■ **Exercise task**: Starting with the line that contains "sticker in this photo." and running through the last line of the items, rewrite those lines as a numbered list, skipping any blank lines.

■ **Record set**:
----
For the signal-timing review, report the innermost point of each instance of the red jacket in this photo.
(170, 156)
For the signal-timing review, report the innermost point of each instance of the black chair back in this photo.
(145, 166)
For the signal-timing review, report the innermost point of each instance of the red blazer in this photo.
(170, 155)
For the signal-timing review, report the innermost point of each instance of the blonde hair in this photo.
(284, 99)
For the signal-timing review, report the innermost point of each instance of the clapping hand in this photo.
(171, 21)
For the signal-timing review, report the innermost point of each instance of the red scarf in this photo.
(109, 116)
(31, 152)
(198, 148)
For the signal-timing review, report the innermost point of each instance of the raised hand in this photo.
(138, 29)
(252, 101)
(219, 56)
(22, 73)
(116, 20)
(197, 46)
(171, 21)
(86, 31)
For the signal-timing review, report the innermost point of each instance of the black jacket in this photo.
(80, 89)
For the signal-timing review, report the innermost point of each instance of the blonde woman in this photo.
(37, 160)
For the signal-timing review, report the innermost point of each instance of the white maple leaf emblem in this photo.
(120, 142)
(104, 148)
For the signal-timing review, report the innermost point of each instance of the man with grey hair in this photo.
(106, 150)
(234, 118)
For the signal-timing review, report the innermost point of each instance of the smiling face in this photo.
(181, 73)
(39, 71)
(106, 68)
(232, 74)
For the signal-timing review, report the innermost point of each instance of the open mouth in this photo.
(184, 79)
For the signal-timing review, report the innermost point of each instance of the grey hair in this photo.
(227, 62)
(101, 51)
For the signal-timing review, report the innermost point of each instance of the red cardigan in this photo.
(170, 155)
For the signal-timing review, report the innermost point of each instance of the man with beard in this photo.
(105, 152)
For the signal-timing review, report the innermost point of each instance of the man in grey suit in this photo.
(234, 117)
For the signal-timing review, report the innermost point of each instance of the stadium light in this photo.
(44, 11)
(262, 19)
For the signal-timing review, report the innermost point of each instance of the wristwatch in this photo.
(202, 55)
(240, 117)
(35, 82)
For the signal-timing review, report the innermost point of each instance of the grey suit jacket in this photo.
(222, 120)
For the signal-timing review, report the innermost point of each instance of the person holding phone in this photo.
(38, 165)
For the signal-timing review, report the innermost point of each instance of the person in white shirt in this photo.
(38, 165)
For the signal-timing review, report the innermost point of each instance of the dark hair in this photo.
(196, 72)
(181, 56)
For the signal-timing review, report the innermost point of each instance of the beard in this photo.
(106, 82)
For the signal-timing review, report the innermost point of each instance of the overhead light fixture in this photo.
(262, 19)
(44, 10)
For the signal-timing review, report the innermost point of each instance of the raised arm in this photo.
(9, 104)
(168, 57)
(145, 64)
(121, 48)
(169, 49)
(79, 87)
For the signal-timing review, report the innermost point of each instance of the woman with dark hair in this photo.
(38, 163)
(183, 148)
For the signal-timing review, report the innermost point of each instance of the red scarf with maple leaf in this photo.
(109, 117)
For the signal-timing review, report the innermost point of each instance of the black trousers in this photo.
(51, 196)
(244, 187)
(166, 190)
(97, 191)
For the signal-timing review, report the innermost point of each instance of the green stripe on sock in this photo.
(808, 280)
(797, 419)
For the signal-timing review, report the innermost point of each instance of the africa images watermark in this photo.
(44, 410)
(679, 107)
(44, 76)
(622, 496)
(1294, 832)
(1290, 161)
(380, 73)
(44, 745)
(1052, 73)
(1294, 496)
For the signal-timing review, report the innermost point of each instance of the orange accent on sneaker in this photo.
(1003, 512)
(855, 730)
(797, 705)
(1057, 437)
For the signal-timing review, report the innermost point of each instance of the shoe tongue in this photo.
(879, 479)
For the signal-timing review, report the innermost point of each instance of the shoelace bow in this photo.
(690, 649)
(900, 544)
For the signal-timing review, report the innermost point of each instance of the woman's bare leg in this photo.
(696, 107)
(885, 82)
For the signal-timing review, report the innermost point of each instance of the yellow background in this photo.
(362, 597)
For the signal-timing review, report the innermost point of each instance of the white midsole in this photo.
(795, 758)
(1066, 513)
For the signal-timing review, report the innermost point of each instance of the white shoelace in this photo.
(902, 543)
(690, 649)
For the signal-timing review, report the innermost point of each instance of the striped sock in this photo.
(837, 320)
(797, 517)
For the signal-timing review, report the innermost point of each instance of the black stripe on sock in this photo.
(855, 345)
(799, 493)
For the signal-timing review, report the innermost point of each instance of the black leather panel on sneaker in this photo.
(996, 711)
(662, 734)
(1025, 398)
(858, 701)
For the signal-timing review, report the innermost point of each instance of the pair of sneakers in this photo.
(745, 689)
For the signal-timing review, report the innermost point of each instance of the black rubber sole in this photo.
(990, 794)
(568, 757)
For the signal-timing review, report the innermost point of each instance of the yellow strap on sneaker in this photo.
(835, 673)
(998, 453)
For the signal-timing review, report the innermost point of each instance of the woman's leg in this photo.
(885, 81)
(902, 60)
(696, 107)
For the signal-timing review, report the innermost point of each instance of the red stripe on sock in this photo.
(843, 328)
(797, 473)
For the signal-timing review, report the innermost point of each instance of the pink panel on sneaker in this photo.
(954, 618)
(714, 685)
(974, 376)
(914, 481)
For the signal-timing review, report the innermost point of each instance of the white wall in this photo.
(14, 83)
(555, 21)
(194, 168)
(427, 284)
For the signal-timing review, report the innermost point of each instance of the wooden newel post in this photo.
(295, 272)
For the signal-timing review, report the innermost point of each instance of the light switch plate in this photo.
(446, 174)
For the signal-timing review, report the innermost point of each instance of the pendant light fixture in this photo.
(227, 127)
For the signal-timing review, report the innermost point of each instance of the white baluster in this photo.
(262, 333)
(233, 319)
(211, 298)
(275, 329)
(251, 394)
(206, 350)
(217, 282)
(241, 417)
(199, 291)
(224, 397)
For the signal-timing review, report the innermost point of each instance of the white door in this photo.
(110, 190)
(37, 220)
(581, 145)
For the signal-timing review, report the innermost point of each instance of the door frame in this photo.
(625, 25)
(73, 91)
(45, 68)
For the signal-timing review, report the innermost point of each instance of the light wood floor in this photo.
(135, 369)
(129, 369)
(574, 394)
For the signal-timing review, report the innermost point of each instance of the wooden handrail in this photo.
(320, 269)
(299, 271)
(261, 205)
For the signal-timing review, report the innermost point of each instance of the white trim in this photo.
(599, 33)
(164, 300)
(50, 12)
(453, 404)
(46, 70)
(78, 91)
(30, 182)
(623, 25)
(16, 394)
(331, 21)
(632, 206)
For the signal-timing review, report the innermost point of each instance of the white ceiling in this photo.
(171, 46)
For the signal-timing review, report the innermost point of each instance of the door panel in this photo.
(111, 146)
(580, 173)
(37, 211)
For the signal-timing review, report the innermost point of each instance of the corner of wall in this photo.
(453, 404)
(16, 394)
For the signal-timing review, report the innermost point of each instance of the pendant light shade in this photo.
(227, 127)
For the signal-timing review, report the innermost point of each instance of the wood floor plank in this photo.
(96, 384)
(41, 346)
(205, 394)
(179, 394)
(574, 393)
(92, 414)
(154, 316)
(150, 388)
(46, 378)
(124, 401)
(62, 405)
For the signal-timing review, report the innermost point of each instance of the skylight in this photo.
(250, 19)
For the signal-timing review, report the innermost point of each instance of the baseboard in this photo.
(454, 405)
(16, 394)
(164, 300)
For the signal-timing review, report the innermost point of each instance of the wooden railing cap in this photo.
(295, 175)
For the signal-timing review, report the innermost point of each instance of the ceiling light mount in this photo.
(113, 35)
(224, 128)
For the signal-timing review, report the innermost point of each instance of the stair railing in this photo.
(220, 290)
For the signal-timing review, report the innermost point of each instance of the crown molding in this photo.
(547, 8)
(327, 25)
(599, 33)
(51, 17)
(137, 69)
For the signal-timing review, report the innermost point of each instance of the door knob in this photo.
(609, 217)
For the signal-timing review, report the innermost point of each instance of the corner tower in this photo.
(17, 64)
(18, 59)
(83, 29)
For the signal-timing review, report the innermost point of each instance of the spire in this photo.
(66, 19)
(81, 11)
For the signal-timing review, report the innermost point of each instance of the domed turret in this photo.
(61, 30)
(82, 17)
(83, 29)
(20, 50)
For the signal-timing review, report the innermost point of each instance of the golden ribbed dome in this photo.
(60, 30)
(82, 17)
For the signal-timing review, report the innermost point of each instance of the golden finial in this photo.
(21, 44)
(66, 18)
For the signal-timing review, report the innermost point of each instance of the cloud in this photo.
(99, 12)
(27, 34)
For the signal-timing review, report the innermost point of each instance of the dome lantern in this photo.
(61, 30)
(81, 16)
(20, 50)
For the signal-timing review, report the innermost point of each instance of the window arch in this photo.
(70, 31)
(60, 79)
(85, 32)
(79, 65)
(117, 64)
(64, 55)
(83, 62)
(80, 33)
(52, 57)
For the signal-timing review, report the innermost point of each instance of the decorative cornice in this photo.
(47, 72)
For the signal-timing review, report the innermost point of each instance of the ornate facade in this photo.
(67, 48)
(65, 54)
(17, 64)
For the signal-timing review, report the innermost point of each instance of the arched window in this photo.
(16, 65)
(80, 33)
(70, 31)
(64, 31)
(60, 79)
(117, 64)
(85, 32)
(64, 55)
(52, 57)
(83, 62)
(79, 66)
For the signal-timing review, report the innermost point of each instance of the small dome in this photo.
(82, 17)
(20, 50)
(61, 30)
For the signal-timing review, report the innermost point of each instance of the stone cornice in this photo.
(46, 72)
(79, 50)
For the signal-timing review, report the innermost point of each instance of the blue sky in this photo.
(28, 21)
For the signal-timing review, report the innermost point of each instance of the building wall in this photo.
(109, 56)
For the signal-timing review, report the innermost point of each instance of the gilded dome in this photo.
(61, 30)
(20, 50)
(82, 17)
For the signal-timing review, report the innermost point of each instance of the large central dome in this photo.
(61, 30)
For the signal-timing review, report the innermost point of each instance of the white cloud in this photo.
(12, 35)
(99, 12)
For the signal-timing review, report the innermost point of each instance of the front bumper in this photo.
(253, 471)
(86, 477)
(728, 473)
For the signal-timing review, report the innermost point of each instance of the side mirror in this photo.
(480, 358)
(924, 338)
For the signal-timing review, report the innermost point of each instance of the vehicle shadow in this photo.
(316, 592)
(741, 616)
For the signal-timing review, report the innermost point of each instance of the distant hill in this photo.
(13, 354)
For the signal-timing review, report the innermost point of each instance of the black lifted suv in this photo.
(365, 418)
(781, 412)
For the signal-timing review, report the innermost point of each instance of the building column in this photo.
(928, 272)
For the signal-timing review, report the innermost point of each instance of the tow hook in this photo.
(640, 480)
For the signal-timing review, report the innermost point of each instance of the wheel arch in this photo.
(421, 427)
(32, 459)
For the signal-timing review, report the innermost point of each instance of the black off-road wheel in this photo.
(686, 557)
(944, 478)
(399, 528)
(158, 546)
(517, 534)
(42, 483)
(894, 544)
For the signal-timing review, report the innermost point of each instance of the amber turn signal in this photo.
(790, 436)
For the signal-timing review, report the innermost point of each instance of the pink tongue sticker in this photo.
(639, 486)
----
■ **Output**:
1. For the signal-timing review, report the innermost point of each instance of the pink tongue sticker in this photo.
2. (639, 486)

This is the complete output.